WHAT IS EXPECTED
Reproduce the lines of the material exactly, excluding every image.

^^^^

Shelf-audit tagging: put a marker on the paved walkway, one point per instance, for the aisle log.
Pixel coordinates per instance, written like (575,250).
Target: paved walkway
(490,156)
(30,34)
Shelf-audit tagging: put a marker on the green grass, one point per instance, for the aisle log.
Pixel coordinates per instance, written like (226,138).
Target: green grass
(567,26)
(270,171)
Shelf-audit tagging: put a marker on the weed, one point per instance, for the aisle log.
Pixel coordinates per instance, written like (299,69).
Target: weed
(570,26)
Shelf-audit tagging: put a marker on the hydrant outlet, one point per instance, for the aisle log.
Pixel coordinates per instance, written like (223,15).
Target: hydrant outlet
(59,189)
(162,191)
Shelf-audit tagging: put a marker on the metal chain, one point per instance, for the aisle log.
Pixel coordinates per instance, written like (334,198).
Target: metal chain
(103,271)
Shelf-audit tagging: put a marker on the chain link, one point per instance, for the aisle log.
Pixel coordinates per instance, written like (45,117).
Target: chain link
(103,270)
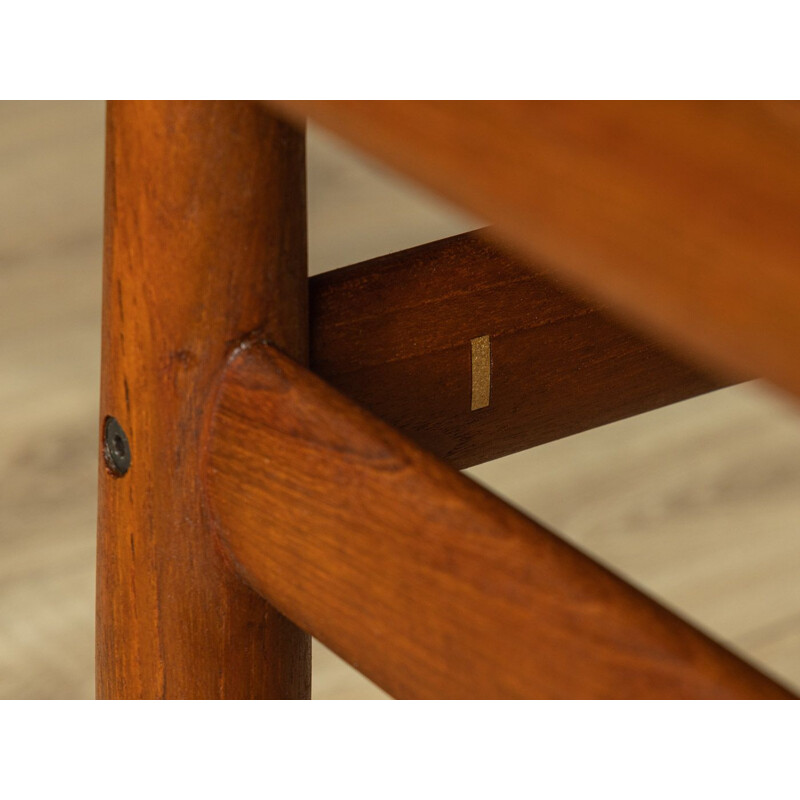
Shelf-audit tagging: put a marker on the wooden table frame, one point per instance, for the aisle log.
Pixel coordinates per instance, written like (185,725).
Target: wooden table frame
(271,473)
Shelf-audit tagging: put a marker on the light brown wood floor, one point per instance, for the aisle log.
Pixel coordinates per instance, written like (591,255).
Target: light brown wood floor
(699,502)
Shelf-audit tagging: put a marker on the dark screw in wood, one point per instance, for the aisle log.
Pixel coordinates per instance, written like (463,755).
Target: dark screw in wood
(116,450)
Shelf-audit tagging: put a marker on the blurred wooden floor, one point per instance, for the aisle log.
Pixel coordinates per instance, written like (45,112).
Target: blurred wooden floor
(699,502)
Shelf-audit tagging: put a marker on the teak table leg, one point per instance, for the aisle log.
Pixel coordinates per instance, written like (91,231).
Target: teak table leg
(205,242)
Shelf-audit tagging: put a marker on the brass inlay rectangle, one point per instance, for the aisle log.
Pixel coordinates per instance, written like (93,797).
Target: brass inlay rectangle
(481,372)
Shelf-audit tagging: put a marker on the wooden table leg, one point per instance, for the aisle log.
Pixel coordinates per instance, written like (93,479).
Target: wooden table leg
(205,242)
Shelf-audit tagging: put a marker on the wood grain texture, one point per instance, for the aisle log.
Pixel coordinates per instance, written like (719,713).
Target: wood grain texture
(394,334)
(428,584)
(205,241)
(681,214)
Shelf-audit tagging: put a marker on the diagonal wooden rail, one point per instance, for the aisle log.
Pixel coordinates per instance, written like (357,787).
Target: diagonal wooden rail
(394,334)
(684,215)
(428,584)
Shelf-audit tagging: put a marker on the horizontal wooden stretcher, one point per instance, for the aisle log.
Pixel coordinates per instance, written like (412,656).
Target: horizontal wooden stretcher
(279,455)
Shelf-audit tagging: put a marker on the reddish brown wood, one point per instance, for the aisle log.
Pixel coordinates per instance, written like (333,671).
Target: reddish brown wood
(205,241)
(425,582)
(682,214)
(394,335)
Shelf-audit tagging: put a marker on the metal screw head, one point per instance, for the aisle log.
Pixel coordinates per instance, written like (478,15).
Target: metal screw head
(116,450)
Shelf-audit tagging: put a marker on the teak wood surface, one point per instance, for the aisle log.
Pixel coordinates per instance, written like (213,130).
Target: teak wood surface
(205,240)
(394,334)
(418,577)
(683,215)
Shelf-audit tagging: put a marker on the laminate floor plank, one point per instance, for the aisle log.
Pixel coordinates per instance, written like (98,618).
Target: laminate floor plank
(698,502)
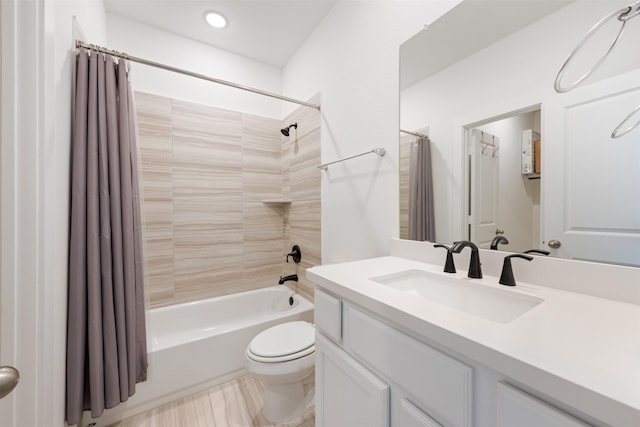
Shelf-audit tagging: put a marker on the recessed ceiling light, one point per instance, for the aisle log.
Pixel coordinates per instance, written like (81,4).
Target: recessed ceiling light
(215,19)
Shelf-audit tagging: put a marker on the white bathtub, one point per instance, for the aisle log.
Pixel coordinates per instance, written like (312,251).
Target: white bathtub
(197,345)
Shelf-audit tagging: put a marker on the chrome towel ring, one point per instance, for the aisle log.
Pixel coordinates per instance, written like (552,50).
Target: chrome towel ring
(623,15)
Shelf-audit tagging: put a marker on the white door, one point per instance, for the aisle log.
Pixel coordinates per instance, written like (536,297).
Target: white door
(485,187)
(7,376)
(591,182)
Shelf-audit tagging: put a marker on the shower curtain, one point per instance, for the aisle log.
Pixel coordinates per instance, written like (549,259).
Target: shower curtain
(106,339)
(421,212)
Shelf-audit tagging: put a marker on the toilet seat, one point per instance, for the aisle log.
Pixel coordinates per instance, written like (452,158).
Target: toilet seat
(287,341)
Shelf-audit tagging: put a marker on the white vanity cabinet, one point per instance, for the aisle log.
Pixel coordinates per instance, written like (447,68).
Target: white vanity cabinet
(517,408)
(374,371)
(347,394)
(370,373)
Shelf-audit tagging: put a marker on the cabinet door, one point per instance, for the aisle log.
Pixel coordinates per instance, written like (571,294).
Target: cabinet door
(411,416)
(347,394)
(518,409)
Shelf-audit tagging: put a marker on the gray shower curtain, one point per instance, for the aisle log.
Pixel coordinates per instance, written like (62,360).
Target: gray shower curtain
(421,212)
(106,339)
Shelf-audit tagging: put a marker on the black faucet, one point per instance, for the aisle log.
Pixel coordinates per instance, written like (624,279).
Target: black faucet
(498,239)
(537,251)
(449,266)
(293,277)
(475,272)
(506,278)
(295,253)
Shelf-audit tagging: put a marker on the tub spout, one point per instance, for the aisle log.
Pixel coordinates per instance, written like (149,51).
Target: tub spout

^^^^

FINAL ANSWER
Shelf-audit tagging: put a marker on the paved walkway, one point per instance, for the aisle log.
Pixel coordinates per instance, written like (575,250).
Target: paved walkway
(490,156)
(30,34)
Shelf-audit tagging: put a marker on the green grass, one point per instance, for the aisle log.
Pixel coordinates per instance, written like (226,138).
Target: green grass
(567,26)
(270,171)
Shelf-audit tagging: put a marker on the weed, one point per instance, for the aisle log.
Pixel coordinates per instance, written like (299,69).
Target: weed
(570,26)
Shelf-audit tagging: put a marker on the hydrant outlet, one point per instance, for the aisle log.
Pixel coordinates per instance, written like (223,15).
Target: hydrant outlet
(59,189)
(162,191)
Shelf-audit tagging: put a marker on the metal chain, one point per instance, for the aisle log.
Pixel coordinates per instance, written like (334,198).
Target: metal chain
(103,271)
Shelf-audit tagging: put a marker on the chain link, one point per instance, for the aisle log.
Pixel coordinates per instance, written like (45,117).
Target: chain link
(103,270)
Shelf-audit tagging: put a marker on the wooden table frame, one point per instance, for the aisle log.
Pixel coordinates per instance, written like (185,725).
Target: wooden table frame
(271,473)
Shelf-audit tagging: put a marker on the light brown wood floor, one point per instance, for the aisle log.
Pixel coordinates per instance, written like (591,255).
Target: light brown wood floor
(699,502)
Shelf-audit tagging: put a marker on the dark screw in wood, one point per instance, for the aisle log.
Pixel coordinates per instance, written like (463,755).
Target: dark screw in wood
(116,450)
Shelf-audit tagging: put a marker on the blurred wooden floor, one point per instance, for the aisle log.
Pixel coordinates per instance, written like (45,112).
Target: blurred wooden floor
(699,502)
Shelf-audit tagging: put a marker on the teak table leg, one point per instance, for the aisle log.
Pixel coordinates per instance, written like (91,231).
Target: teak table leg
(205,242)
Shelf-audit tagging: put a marker on the brass inlay rectangle, one point per instance, for the aisle log.
Pixel coordinates per instance, written like (93,797).
Target: brass inlay rectangle
(481,372)
Shelf-audit tagging: put a marker on the wooden table leg, one point per instance, for the aisle log.
Pixel coordinates per instance, written like (93,479).
Target: wooden table leg
(205,242)
Shelf-audit tagging: put a marker on the wood grain texture, one point per instance, for the aisle log.
Pixel coordinates per instance, written like (719,713).
Target: wood grain texture
(394,334)
(428,584)
(205,241)
(681,214)
Shelf-audit tagging: put a marker on the diagonal wooden rail, one point per instance, for the aisle log.
Pixel coordinates per instance, written like (357,787).
Target: diagonal wooden rail
(394,334)
(684,215)
(428,584)
Shelf-audit tagging: put a marker on the horizontal wooden stretcher, one point per instance, for the aisle log.
Pixel coordinates per instance, written like (412,656).
Target: horizontal wooden stretcher
(279,455)
Shelf-audit tagging: put a marker on the reddish brown wood, one point per instance, for the aisle log.
Pixel coordinates per instance, written like (333,671).
Target: reddish brown wood
(205,241)
(425,582)
(682,214)
(394,335)
Shelf-audit tagging: put a marker on the metal screw head, one point per instance, for the aisle log.
Pixel coordinates per instance, written like (478,15).
Target: metal screw head
(116,450)
Shelf-audit tagging: put a marker on the teak wood surface, one point per instance, for the aisle log.
Pixel coordinates per instance, written like (213,130).
Target: teak wood surface
(205,240)
(394,334)
(418,577)
(683,215)
Shelf-audit tagging: put a marker on the laminate floor plank, one point per instance, for the aisle log.
Pixel coordinates per instance, written like (98,618).
Target: laminate floor plank
(698,502)
Shelf-audit tagging: put a marker on the recessed ceiling light, one point per instance, for the aisle log.
Pixel coordinates per instance, written like (81,4).
Target: recessed ceiling light
(215,19)
Shelf-audit tagging: put a marker on the white bathtub, one point per instance, for the aisle log.
Pixel coordinates per instance, written like (312,251).
Target: white bathtub
(197,345)
Shelf-audit tagging: put a marker on the chrome towel ring, one point per instance, for the aisle log.
Pixel coordinates per instance, written like (552,50).
Target: chrome towel ring
(623,15)
Shelf-audit tagging: put a marker on the white door, one point per instance, for the aisle log.
Pixel coordinates per instance, written like (536,297).
Target: white door
(485,187)
(7,376)
(591,182)
Shelf-audit tagging: put a marker on the shower curtain, one point per instance, for the aisle log.
Pixel coordinates per instance, written like (549,259).
Target: shower curtain
(106,339)
(421,212)
Shelf-audit tagging: put a marker on the toilet seat, one point per instance, for the aisle log.
Pixel coordinates per instance, written like (452,158).
Target: toilet seat
(287,341)
Shelf-audit tagging: put a marker on the white vanity cabinet, one point per instance, for the aisle log.
Pixel coordinates per instance, written like (447,68).
Target: white vanity cabinet
(517,408)
(374,371)
(347,394)
(370,373)
Shelf-audit tagging: put a marker on the cabinet door, one point per instance, for the aisle log.
Pixel coordinates per instance, written like (571,294).
Target: cabinet door
(411,416)
(347,394)
(518,409)
Shelf-audit tagging: put a marker on the gray shower curtain, one point per instance, for the aisle log.
Pixel coordinates per instance, written like (62,360).
Target: gray shower curtain
(421,212)
(106,339)
Shelf-audit tagging: put a marker on the black faucet, one point per instance, for the aisle log.
Pixel coordinates per instance, written like (624,279).
Target: black faucet
(498,239)
(537,251)
(449,266)
(293,277)
(475,272)
(506,278)
(295,253)
Shelf-audit tagging: put a marker on the tub spout, one point per instance, for the aisle log.
Pixel coordinates per instance, written like (149,51).
Target: tub spout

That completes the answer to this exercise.